Scan the data beneath this task and copy each line that includes "below".

(Provided records begins)

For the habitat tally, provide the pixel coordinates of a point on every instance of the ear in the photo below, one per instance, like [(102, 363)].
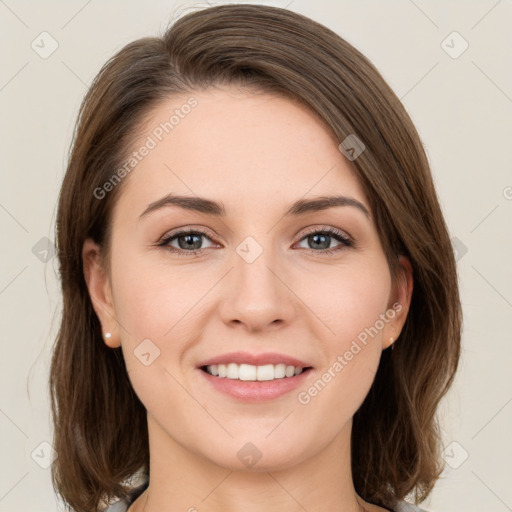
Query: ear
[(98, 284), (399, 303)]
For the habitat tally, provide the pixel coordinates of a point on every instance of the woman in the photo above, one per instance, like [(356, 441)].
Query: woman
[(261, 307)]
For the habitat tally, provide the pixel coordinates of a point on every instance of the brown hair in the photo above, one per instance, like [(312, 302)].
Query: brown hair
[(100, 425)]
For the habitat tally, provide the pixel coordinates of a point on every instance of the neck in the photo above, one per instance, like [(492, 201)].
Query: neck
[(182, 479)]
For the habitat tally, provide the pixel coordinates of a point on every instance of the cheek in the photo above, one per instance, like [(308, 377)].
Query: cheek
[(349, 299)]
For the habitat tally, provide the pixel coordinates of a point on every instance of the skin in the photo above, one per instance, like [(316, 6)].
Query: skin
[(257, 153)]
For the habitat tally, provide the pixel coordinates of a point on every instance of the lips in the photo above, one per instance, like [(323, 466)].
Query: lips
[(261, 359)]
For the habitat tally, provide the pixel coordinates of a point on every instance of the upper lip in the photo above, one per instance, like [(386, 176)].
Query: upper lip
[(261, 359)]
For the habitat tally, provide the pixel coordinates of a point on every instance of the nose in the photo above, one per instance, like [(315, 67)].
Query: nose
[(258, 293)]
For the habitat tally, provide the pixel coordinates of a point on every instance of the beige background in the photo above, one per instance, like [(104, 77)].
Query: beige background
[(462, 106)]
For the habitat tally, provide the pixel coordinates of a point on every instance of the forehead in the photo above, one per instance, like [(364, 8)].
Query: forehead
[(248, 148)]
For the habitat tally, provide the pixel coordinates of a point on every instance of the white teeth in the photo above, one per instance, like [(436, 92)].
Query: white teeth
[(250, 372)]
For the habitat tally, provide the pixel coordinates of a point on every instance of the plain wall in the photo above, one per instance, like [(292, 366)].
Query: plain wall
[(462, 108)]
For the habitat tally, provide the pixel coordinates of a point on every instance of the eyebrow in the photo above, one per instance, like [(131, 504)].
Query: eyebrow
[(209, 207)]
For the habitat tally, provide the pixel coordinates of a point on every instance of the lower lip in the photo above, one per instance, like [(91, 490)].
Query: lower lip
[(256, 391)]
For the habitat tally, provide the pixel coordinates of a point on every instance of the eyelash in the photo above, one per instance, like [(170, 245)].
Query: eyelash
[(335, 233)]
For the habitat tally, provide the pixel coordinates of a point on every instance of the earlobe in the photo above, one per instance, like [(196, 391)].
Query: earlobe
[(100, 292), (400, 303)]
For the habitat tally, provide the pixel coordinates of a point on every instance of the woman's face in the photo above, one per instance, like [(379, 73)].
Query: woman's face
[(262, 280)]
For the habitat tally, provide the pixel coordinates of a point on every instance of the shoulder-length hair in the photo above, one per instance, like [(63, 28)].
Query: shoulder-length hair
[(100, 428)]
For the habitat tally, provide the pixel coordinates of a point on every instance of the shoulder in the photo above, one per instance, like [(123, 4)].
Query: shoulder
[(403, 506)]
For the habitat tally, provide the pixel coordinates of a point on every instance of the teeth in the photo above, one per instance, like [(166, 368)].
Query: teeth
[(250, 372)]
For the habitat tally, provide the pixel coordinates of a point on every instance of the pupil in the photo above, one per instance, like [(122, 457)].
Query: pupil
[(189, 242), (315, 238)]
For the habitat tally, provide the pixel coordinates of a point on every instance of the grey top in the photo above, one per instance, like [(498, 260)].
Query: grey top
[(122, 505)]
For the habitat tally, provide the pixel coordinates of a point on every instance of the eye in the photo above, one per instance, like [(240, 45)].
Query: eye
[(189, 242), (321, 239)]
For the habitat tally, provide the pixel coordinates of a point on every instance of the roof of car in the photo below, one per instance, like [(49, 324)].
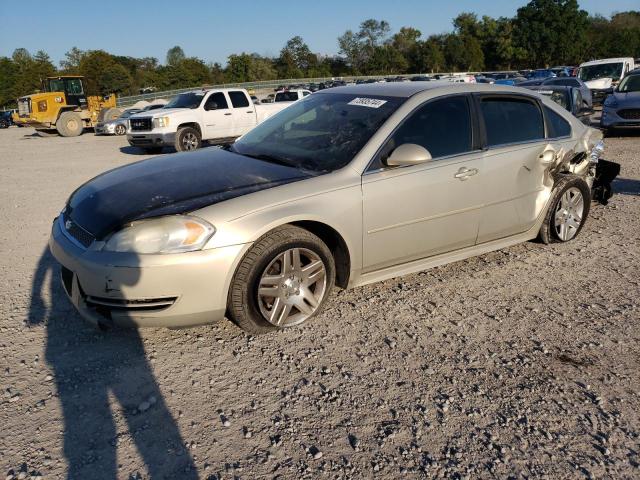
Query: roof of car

(Provided records ends)

### Result of this exercise
For the habitat tally, provide the pixel coordinates of a point on every instance of the ear in the photo below, one per instance, like [(102, 363)].
For the habitat tally, provide the pixel coordinates of a point on every instance of the roof of car in the photo below, one per instance, like [(49, 324)].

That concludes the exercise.